Исходный текст:

++++++

Саге о поставщиках модернизации и их дорожке к мировому господству я противопоставляю историю о древней биполярности Запада в виде «Франция vs Священная Римская империя», о том, как в данном противоборстве эти сверхдержавы «изнашиваются» и их роль переходит сначала к евразийским центрам, но уже обитающим за пределами древней «Европы Карла Великого», – в Лондон и Берлин. Как слабеющая Австрия привлекает себе в поддержку из евразийской глубины Россию. Последняя, осознавая свою миссию в Европе, со сменою поддерживаемого ею восточного центра новым, берлинским, вступает с ним в борьбу за роль – за австрийское наследство. И в этой борьбе, вопреки неизменным ламентациям А. Г. Дугина, а также Е. Ф. Морозова (и иных евразийствующих германофилов), неизбежно становится в деле сдерживания размаха Германии союзницей держав западно-атлантического центра. Как в этих битвах западный центр мощи отодвигается за океан (впервые на какое-то время вполне отождествившись с центром мирохозяйственным), а роль восточного центра переходит к СССР, так что на место органической части собственного расклада западного сообщества последнему предстоит расположенный за его пределами, но грозно нависший над ним внешний враг, грозящее «иное». Так продолжается, пока на волне великого нисходящего тренда, дискредитирующего, по Валлерстайну, идею «модернизации для всех», Россия сбрасывает на лидеров Запада ответственность за судьбы мироустройства (изживая большевизм) за счет отката за Великий Лимитроф и отказывается представлять социалистическую версию мировой «геокультуры развития».

Мощь США с их географическим положением между Атлантическим и Тихим океанами выполняет такую роль в организации нынешнего мира, которую не смогли бы перенять ни Япония, ни Китай, ни знакомая нам, привыкшая к американской защите объединенная Европа. Как показала бы себя эта Европа, если бы ей довелось взять на себя самооборону, не говоря уже о более масштабной всемирно-геостратегической ответственности? Пока что этот вариант с «новоосвободившейся» Европой не очень-то представим.

В сегодняшнем мире могут быть одновременно прочитываемы два глобальных расклада. Одна конфигурация – «Запад (США и ориентированные на них международные структуры) против Ислама» – отражает инерцию развития ялтинского мира из европейской биполярности. На роль Иного пока что способны произвольно выдвигаться самые разные силы, в тот или иной момент опознаваемые как недруги «миродержца»; особенно те, которые сами пытаются эксплуатировать статус «антисистемности». Второй паттерн ялтинского мира, не кажущийся простой перестройкой последнего, – это «полутораполярный» мир с единым «державным» лидером, у которого нет пока соперника или коалиции соперников, способных отстоять и утвердить альтернативный проект, но где господство глобального центра с его всеевропейским сателлитом ограничивается наличием ряда крупных региональных центров, связывающих его возможности в соответствующих ареалах.

++++++

Цель упражнения: Воспроизведите без изменений отрывок из исходного текста, начиная со слов «Мощь США с их» и продолжая вплоть до слов «не очень-то представим.» включительно.

Предоставленные данные:
++++++

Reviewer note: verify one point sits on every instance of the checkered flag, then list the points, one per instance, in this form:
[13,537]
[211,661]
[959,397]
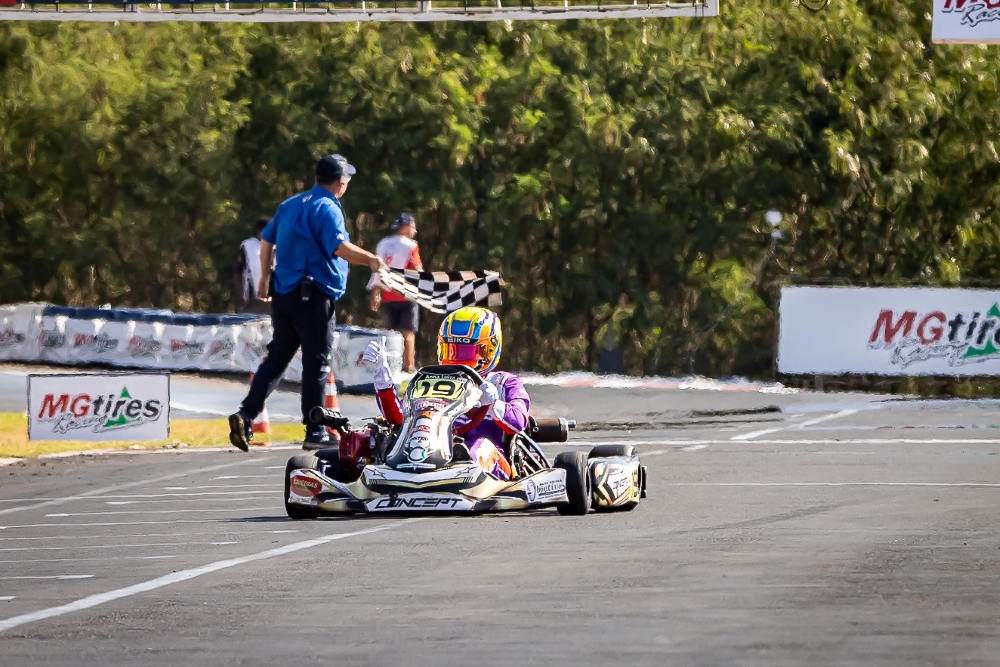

++++++

Решённая задача:
Мощь США с их географическим положением между Атлантическим и Тихим океанами выполняет такую роль в организации нынешнего мира, которую не смогли бы перенять ни Япония, ни Китай, ни знакомая нам, привыкшая к американской защите объединенная Европа. Как показала бы себя эта Европа, если бы ей довелось взять на себя самооборону, не говоря уже о более масштабной всемирно-геостратегической ответственности? Пока что этот вариант с «новоосвободившейся» Европой не очень-то представим.